__YOUR OBJECTIVE__: Copy out every line of the material below word for word, leaving out the pictures.

Point annotation dataset records:
━━━━━━━━━━━━━━━━

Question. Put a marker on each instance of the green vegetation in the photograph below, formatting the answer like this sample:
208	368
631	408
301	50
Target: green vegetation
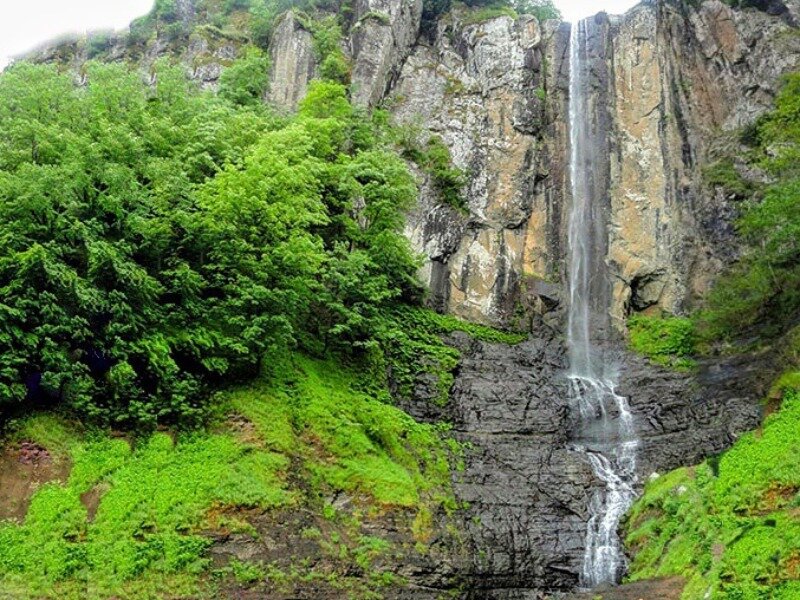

━━━━━━━━━━━━━━━━

__COMPLETE OUTPUT__:
Question. Put a marker on each instance of the green vegetation in the photograph below, formatting the answer like this sample:
208	368
631	408
301	50
Target: green vegetation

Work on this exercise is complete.